[[ DATA FOR THIS EXERCISE, beginning ]]

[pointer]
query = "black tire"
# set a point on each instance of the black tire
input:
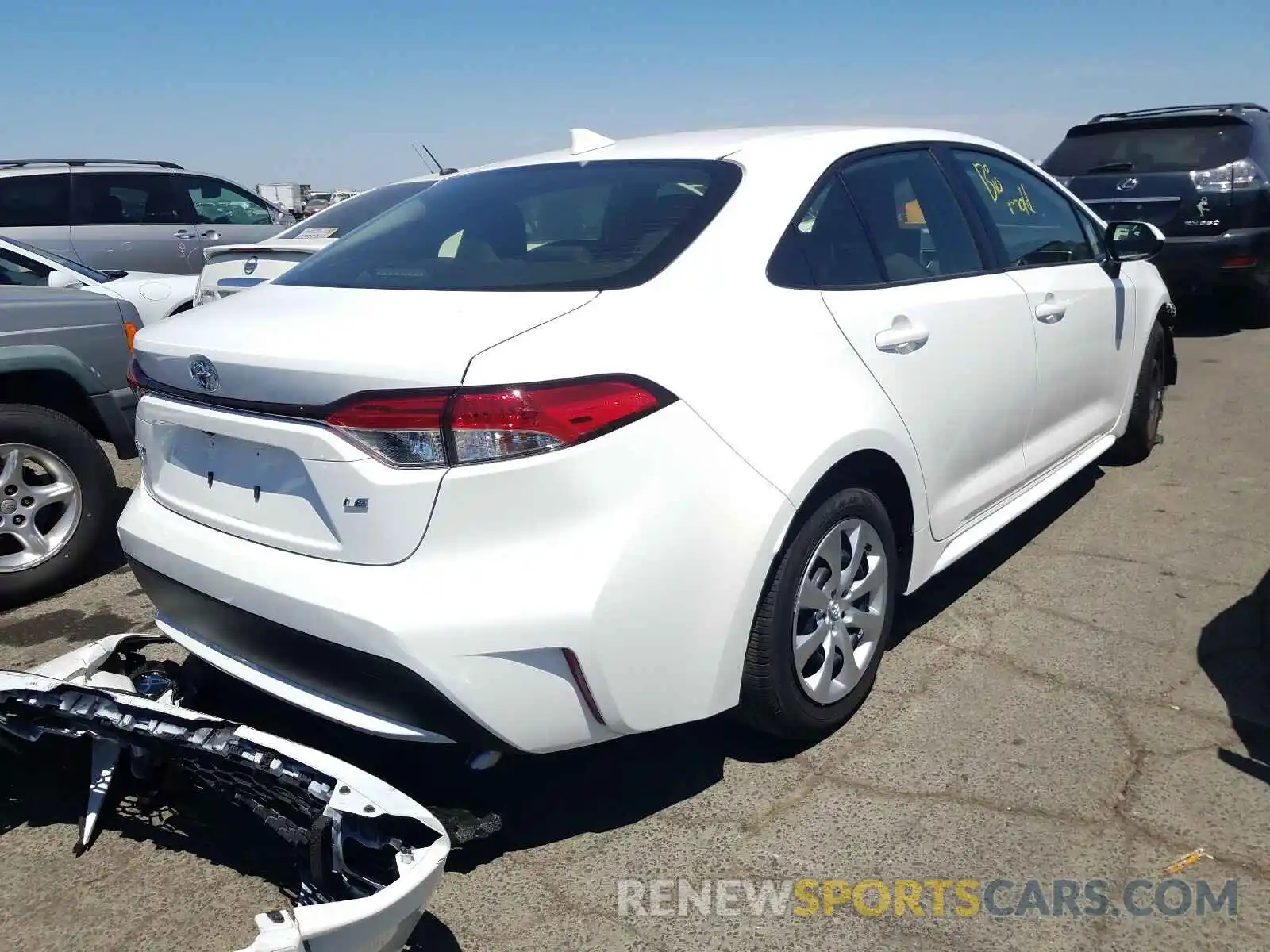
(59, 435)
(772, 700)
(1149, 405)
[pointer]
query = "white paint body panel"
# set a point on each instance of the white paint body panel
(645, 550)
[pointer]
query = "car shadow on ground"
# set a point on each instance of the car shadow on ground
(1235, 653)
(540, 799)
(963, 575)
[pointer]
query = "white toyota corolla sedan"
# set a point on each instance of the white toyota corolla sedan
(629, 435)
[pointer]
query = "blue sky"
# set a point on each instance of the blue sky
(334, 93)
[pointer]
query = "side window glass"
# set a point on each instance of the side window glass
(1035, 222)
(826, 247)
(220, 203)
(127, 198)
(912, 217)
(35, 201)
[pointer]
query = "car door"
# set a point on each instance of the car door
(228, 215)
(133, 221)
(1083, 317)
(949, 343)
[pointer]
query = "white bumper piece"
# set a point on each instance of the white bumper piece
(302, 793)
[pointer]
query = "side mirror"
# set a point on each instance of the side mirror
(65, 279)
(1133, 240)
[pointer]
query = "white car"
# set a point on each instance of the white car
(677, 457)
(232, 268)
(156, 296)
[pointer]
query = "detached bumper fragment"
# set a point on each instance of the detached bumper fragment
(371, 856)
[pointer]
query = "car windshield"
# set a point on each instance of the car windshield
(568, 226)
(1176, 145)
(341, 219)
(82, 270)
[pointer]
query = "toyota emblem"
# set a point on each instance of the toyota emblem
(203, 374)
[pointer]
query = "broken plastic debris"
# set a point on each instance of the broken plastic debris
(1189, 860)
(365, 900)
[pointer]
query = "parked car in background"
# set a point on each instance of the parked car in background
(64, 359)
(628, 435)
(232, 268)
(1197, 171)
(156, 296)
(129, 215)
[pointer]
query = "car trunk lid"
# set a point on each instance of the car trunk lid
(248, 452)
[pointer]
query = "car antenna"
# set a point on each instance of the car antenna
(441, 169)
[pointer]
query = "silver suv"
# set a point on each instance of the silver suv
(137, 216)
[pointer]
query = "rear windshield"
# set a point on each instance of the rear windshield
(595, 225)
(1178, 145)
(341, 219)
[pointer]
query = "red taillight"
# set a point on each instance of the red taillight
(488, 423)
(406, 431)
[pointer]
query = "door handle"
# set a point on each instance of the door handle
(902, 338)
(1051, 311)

[[ DATA FOR THIS EXERCISE, end ]]

- [WHAT IS EXPECTED] Could you filter the entries above for lines holding the string "black" and copy them?

- [WRITTEN RESPONSE]
query = "black tire"
# set a point on each instance of the black tire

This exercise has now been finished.